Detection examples

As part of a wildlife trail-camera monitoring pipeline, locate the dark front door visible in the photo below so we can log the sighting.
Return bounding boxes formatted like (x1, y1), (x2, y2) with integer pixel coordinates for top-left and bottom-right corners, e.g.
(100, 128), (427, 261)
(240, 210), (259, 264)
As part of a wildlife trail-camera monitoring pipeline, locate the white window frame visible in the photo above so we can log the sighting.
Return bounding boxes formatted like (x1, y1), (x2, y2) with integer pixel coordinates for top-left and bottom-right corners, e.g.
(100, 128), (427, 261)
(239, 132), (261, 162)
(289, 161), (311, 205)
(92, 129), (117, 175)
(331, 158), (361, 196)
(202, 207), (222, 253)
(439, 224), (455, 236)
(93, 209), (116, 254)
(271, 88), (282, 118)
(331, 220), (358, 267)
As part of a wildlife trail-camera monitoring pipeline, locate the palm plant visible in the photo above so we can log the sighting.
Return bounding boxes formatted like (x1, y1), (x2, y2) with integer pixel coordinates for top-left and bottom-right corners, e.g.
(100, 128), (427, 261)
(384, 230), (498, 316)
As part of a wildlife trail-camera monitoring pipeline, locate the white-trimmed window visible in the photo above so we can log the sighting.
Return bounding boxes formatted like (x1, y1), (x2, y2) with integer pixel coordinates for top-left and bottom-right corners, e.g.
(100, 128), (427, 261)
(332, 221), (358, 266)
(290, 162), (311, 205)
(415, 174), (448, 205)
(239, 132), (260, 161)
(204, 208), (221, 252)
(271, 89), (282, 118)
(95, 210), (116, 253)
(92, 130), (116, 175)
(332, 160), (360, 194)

Written instruction: Reproduce the records above line for line, with no changes.

Written answer:
As part of a wildlife trail-camera monitoring pipeline, locate the dark front door visible in the photo below so we can log the sighting.
Return bounding boxes formatted like (x1, y1), (x2, y2) with integer pixel coordinates for top-left and bottom-right corners, e.g.
(100, 128), (427, 261)
(240, 210), (259, 264)
As part of a wildlife trail-camera monitoring pipeline, locate the white window frame visible in the photo above so we can log the sighting.
Return bounding boxes formatted like (x1, y1), (x2, y2) with integer pixel coordinates for top-left and bottom-right corners, e.g.
(100, 128), (427, 261)
(239, 132), (261, 162)
(289, 161), (311, 205)
(92, 129), (117, 175)
(331, 158), (361, 196)
(202, 207), (222, 253)
(439, 224), (455, 236)
(93, 209), (116, 254)
(271, 88), (282, 118)
(331, 220), (358, 267)
As part of a wildlife trail-camera monitoring pipeline, locate the palm plant visible in the photo above so we can log the sighting.
Return bounding boxes formatted like (x1, y1), (x2, y2) with integer pixel coordinates for top-left and bottom-right corners, e.g.
(100, 128), (427, 261)
(384, 230), (498, 316)
As part of a wildlife trail-camera monitoring pipeline, locate the white-trimmed window visible in the photo above so we can log the sighting.
Return bounding boxes formatted like (x1, y1), (x2, y2) with integer pixel coordinates for top-left and bottom-right corners, e.g.
(100, 128), (427, 261)
(332, 221), (358, 266)
(290, 162), (311, 205)
(415, 174), (448, 205)
(239, 132), (260, 161)
(204, 208), (221, 252)
(271, 89), (282, 118)
(95, 210), (116, 253)
(92, 130), (116, 175)
(332, 160), (360, 194)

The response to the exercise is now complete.